I planned to do a series of blindfold tests, but with music from my collection, or songs that resemble music.
But…
After I got the tape home I discovered that the image had the time code visible. Annoyed at myself, I put the tape away and never did another blindfold test.
Of course, I could have just put an ID graphic covering the time code, as I have now done. Sigh.
Anyway, I finally transferred the tape and you can see Mr. Holland’s exquisite knowledge and wit on display. Enjoy.
Side note: This includes a track from Tina Louise, of Gilligan’s Island fame. I did another video about a reel-to-reel tape of her album, not remembering that I had featured her in this video. Crazy.
Dave Nuttycombe’s Almost Book Report
Because no one asked me, I offer this urgent update on my recent purchases from the beloved Politics and Prose book store.
Drumsville, by Robert Catalioti, examines how the beat that got everyone moving started in New Orleans. Dan Leroy‘s Dancing to the Drum Machine looks at what some thought to be the end of human percussion. The Foreword by Duran Duran‘s Nick Rhodes is worth the price of the book.
Enjoy.
Oh, no! I did an unboxing!
Watergate And Me!
Above is the envelope containing the role of film I shot at the Watergate hearings. I went there with the guitar player from my band, Bob Barnes. The trip might have been his idea. Watergate was the hip thing and Bob was a hip guy.
I remember at the time I was painting a mural inside a hippie-ish crisis call center in downtown Rockville but spending much of the day watching the hearings on the TV in the room. The hearings Bob and I attended were not the exciting ones, like John Dean or the revelation of the secret tapes. Instead, they featured the droning testimony of Maurice Stans, who had been the Commerce Secretary in the Nixon administration but was the treasurer for CREEP, the Committee to Re-Elect the President.
SIDE NOTE: I played a gig for CREEP. No idea how or why — my band was a typical Top 40 cover band made up of shaggy youngsters. Up With People we were not. But whoever booked us sent over a 45 r.p.m. disc of the campaign’s theme song, Nixon’s the One. We had to learn it for the show. Also for reasons I cannot recall, that record is not in my collection.
The gig was at some big building in Arlington, Va., maybe Crystal City. (Oh, sorry — “National Landing.” Bite me, Bezos.) Most of my memories are of button-down Republicans giving us the side-eye, or in one case tossing off the witticism, “Is that a boy or a girl?” The only positive attention, and it wasn’t much, came when we played Nixon’s the One. Man, I wish I still had that record.
[UPDATE: My pal Peter Gilstrap did a fantabulous interview with the composer of Nixon’s the One, Vic Caesar. It is one wild ride!]
SIDER NOTE: Years later I would play on an anti-Nixon song, Don’t Buy Books By Crooks, which was a protest over the disgraced president getting millions of dollars to write his memoirs. The group was featured on the Today Show but I didn’t feel like going to New York.
Anyway. I thought that I had taken photos inside the hearing room, but I didn’t. Probably because it was not allowed. I do have shots of people lined up outside the Capitol, some interior shots of the architecture, and shots of the many police overlooking the crowd. Plus Bob clowning around. And there are pictures of the hearings on my bedroom TV.
--------------------------------
Exercise directions →
Can you quote the blog post word for word, from "Anyway. I thought" up to and including "my bedroom TV."?

Collection entries
--------------------------------
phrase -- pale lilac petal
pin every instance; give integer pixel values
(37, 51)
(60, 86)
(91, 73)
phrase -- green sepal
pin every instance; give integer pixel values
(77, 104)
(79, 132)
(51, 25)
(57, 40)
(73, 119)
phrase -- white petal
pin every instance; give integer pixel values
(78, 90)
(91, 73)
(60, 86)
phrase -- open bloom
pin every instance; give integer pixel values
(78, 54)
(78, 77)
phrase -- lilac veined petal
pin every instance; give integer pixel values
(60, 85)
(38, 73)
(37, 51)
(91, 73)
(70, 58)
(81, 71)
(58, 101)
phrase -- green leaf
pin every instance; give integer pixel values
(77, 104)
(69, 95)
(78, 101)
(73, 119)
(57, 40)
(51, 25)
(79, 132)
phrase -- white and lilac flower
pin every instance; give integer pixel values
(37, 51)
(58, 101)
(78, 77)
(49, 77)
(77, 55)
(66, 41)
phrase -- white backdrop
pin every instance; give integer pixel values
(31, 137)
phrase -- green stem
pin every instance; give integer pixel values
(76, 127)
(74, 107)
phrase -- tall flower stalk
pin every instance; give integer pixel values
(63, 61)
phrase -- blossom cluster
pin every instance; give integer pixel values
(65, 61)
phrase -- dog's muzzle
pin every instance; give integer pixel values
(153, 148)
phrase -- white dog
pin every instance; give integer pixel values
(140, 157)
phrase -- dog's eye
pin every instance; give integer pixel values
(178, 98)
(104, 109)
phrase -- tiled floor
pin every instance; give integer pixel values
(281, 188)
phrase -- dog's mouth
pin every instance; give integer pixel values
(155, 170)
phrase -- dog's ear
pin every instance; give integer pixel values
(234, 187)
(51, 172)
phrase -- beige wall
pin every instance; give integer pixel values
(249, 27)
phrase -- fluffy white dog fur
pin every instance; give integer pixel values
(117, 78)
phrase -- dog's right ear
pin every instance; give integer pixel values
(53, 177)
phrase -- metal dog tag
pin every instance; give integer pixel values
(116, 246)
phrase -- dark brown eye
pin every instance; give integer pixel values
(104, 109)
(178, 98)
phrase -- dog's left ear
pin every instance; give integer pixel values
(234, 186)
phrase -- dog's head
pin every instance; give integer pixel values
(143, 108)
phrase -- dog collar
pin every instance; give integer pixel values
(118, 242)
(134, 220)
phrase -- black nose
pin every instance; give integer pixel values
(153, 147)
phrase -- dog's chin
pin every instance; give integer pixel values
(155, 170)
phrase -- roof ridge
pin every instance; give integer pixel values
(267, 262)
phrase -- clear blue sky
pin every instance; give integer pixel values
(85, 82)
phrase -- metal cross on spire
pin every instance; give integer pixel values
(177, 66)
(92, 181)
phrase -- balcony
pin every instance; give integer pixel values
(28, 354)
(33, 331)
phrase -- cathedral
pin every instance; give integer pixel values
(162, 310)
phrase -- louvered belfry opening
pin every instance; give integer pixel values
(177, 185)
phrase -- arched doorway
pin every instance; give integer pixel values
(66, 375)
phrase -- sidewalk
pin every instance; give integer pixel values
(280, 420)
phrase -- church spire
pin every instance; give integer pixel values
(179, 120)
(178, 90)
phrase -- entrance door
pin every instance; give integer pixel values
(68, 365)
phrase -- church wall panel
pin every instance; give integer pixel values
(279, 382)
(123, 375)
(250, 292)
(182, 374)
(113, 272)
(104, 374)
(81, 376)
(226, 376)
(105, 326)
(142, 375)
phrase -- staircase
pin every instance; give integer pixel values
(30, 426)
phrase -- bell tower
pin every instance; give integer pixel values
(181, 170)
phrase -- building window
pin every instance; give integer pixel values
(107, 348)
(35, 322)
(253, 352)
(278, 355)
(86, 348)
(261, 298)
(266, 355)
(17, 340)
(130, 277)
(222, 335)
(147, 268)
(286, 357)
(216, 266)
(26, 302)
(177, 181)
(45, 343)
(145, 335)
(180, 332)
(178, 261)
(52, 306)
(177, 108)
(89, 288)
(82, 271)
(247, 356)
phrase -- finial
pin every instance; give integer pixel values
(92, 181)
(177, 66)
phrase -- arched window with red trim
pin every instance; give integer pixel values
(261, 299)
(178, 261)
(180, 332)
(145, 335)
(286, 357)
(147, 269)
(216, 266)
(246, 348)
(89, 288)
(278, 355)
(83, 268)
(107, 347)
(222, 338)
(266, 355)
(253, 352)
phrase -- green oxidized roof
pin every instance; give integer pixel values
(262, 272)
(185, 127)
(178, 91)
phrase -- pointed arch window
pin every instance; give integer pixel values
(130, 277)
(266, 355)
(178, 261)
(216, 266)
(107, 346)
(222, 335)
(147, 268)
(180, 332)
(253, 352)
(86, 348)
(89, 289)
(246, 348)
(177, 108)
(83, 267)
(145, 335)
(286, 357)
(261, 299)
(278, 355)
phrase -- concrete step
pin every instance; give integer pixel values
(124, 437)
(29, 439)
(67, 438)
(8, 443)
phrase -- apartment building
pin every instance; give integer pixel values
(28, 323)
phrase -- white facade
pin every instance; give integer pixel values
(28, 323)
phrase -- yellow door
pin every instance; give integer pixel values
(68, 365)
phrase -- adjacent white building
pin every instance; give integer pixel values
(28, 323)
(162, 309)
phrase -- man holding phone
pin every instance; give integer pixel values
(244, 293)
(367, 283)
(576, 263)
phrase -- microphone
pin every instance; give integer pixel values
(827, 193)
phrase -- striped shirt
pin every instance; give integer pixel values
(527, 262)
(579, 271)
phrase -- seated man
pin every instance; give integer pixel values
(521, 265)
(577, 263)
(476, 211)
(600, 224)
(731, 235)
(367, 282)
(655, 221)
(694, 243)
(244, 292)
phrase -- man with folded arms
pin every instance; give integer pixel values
--------------------------------
Task answer →
Anyway. I thought that I had taken photos inside the hearing room, but I didn’t. Probably because it was not allowed. I do have shots of people lined up outside the Capitol, some interior shots of the architecture, and shots of the many police overlooking the crowd. Plus Bob clowning around. And there are pictures of the hearings on my bedroom TV.